● Entries provided:
* * *

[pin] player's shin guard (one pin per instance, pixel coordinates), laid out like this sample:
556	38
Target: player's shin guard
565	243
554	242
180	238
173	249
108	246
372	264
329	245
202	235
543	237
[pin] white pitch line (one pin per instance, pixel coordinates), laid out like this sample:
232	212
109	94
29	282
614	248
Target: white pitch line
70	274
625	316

* * *

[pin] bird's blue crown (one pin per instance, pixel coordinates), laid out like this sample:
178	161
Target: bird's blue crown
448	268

* * *

● Task: What is needed is one number: how many lines of the records above contain the word "coordinates".

● Solved exercise: 3